Emily hat vor kurzem die Freude gehabt, von ihrer Schule, der Skyline-High-School in Salt Lake City, zur Ballkönigin gewählt zu werden. Diese Wahl war eine Würdigung ihres außerordentlichen Mutes. Emilys Klassenkameraden standen auf und klatschten, als sich Emily am Arm des Schulsprechers auf die Bühne mühte. Sie muss zwar noch jeden Tag zur Therapie, aber ihrLeben wird immer noch von ihrem geistigen Ich, ihrer Güte, ihrer Freundlichkeit und ihrem starken Zeugnis bestimmt.6

Wir fragen uns, was für Aufgaben es im Programm der Jungen Damen im Jahre 2016 geben wird. Hoffentlich werden die Werte und Maßstäbe der Jungen Damen sich weiterhin auf zweierlei konzentrieren, nämlich auf Geistigkeit und auf Dienen. Die Frauen werden auch weiterhin, so wie bisher, Glück und Erfüllung finden, wenn sie den tiefsten Empfindungen ihrer Seele Ausdruck geben. Schon Ralph Waldo Emerson hat gesagt: „Was hinteruns und was vor uns liegt ist alles winzig klein im Vergleich zu dem, was in uns liegt.“ Wir werden Frieden im Herzen haben und wissen, wer wir wirklich sind, wenn wir--so wie Tevye in Anatevka–wissen, „wer wir sind und was Gott von uns will“.

Neben den ausgezeichneten Zielen, die im Programm der Jungen Damen vorgegeben sind, sollt ihr Mädchen euch aber auch ganz persönliche Ziele setzen. Zu diesen Zielen müssen unter anderem auch eure Ausbildung und der Erwerb von Fertigkeiten gehören. Eine junge Mutter, die ich liebe, hat vor kurzem einer Gruppe junger Damen gesagt, dass diese Ziele Hand in Hand gehen sollen mit der Freude am Frausein. Aber, sagte sie, diese Ziele dürfen nicht so starr sein, dass ihr die Einflüsterungen des Geistes nicht vernehmen könnt. Haltet Herz und Verstand offen, um den Willen des Herrn zu erfahren, der für euer Leben wichtiger ist als alles andere.

____

Zitieren Sie aus dem vorgelegten Text wortgetreu alles von „Neben den ausgezeichneten“ bis hinunter zu „als alles andere.“.

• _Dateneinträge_
____

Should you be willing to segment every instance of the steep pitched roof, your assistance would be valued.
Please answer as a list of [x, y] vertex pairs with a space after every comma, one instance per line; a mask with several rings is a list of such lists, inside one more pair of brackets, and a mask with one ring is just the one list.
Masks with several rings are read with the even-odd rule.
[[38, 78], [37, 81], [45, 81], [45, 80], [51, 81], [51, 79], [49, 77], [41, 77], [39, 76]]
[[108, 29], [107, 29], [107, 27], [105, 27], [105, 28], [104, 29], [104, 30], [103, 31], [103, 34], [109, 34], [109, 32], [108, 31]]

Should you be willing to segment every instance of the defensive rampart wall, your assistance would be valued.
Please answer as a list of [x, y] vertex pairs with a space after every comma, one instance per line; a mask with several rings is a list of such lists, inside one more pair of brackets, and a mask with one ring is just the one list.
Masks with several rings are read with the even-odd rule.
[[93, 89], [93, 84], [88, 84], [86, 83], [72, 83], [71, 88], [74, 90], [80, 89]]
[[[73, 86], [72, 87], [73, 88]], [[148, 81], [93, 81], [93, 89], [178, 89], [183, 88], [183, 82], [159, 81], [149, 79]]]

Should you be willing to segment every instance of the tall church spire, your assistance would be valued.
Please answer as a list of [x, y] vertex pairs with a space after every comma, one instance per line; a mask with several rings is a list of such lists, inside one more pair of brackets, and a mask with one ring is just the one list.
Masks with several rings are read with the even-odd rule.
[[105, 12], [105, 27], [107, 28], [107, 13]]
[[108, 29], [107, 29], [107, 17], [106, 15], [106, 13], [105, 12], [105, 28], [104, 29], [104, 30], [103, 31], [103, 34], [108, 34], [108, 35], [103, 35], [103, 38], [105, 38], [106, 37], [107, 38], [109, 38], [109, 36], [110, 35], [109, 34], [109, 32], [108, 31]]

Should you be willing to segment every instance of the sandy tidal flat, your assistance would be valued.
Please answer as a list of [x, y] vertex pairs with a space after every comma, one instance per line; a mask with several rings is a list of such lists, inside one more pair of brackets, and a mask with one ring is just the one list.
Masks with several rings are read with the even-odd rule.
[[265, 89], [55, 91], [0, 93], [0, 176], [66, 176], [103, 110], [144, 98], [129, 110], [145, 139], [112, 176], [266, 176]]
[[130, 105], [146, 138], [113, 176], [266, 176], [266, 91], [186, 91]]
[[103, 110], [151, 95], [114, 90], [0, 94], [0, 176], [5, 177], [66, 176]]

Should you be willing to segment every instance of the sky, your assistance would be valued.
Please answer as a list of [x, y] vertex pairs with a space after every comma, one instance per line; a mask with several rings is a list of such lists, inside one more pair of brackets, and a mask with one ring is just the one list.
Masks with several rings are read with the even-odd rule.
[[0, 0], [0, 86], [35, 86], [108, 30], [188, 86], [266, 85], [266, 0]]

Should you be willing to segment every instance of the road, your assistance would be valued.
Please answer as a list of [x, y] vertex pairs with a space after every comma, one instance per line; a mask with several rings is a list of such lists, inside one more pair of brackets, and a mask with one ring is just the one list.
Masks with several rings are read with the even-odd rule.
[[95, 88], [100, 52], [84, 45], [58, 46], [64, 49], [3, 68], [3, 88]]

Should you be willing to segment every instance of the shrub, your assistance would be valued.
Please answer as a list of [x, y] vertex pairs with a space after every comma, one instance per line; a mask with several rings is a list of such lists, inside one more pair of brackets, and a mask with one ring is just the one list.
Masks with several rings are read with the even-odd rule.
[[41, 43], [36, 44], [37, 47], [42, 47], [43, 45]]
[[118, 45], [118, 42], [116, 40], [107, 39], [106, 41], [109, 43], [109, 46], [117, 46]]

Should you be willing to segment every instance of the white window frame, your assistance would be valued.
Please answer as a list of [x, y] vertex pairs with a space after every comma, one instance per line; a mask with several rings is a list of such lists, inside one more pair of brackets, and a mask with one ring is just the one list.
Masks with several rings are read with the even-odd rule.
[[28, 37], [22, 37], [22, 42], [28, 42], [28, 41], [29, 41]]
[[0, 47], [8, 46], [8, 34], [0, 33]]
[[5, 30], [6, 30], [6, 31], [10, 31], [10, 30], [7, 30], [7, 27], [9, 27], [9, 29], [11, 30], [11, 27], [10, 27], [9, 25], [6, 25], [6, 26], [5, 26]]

____

• _Antwortfeld_
Neben den ausgezeichneten Zielen, die im Programm der Jungen Damen vorgegeben sind, sollt ihr Mädchen euch aber auch ganz persönliche Ziele setzen. Zu diesen Zielen müssen unter anderem auch eure Ausbildung und der Erwerb von Fertigkeiten gehören. Eine junge Mutter, die ich liebe, hat vor kurzem einer Gruppe junger Damen gesagt, dass diese Ziele Hand in Hand gehen sollen mit der Freude am Frausein. Aber, sagte sie, diese Ziele dürfen nicht so starr sein, dass ihr die Einflüsterungen des Geistes nicht vernehmen könnt. Haltet Herz und Verstand offen, um den Willen des Herrn zu erfahren, der für euer Leben wichtiger ist als alles andere.